Work task
Reproduce the lines from the one containing "Every <instance> may" through the one containing "box: [262, 463, 458, 486]", substituting "points" for each occurrence of "clicks" and keeping everything else the same.

**** Data extract ****

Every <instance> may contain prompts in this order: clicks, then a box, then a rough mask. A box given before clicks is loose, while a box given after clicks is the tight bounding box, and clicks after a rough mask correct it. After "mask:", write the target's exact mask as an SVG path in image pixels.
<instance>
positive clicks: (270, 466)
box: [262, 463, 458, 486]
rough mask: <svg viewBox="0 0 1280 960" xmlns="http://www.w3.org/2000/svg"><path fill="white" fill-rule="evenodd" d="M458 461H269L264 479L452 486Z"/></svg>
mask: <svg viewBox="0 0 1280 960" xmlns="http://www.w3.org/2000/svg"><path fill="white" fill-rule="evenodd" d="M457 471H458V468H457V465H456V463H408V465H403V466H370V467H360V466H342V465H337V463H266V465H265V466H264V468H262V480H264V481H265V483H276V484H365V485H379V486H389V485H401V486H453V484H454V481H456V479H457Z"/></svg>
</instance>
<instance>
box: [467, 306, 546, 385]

****
**** Data extract ****

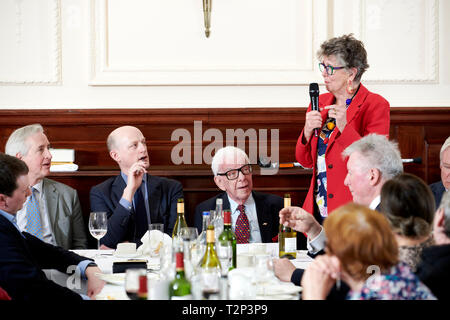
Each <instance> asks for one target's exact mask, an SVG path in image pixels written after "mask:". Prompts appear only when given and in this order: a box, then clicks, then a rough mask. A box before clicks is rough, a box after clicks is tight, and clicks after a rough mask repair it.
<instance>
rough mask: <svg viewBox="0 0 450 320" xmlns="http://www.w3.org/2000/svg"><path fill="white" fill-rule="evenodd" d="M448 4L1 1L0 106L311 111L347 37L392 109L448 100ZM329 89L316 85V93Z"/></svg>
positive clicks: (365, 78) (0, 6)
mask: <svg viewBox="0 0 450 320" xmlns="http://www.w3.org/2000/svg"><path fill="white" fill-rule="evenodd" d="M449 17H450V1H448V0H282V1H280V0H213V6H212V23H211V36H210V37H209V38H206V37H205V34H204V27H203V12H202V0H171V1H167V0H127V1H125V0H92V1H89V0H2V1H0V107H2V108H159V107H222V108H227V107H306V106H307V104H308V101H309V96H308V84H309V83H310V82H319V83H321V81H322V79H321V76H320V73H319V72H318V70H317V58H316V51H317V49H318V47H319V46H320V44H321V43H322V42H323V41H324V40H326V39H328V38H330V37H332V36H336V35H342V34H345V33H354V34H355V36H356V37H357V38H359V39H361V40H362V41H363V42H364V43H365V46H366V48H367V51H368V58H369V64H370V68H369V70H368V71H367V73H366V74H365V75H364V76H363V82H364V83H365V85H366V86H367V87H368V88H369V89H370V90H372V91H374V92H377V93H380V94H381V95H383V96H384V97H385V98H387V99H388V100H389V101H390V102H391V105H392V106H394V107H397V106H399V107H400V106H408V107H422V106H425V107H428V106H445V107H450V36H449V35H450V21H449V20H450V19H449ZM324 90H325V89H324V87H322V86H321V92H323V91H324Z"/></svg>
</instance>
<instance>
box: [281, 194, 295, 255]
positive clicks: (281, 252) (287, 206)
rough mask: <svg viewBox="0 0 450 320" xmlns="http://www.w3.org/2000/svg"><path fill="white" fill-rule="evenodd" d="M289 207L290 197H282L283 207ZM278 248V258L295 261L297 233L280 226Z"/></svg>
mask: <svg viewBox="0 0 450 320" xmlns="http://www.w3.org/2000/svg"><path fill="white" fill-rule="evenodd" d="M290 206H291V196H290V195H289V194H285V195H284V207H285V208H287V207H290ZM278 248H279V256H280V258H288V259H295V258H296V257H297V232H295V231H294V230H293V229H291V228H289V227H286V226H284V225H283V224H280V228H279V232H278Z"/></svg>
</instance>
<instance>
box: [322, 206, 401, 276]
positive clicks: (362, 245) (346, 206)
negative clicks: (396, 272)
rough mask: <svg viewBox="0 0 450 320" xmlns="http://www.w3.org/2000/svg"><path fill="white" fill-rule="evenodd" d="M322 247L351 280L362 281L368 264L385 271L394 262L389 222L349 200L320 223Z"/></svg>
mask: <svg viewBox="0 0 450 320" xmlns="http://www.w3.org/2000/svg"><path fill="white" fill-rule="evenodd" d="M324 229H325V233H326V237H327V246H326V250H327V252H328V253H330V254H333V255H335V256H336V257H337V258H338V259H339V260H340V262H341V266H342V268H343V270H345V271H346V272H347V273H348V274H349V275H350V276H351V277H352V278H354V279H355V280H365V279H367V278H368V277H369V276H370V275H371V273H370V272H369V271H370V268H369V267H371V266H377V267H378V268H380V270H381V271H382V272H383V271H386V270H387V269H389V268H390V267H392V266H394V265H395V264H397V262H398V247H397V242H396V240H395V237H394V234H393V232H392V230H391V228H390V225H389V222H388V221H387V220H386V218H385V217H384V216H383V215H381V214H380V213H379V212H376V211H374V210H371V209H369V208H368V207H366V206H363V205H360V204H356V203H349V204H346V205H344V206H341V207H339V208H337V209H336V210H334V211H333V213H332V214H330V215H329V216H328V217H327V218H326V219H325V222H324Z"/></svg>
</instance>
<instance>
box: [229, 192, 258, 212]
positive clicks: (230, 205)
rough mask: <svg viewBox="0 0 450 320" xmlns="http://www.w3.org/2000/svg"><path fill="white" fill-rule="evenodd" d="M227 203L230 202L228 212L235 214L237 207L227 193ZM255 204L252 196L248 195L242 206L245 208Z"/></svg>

****

Finished task
Every <instance> may contain prompts in this order: points, then a box, then a rough mask. A box given before points is loose, while a box given after points is the tight bounding box, and points after a rough mask correct it. After "mask:", write the target's exact mask as an SVG path in image pixels.
<instance>
positive points: (270, 466)
box: [262, 463, 458, 486]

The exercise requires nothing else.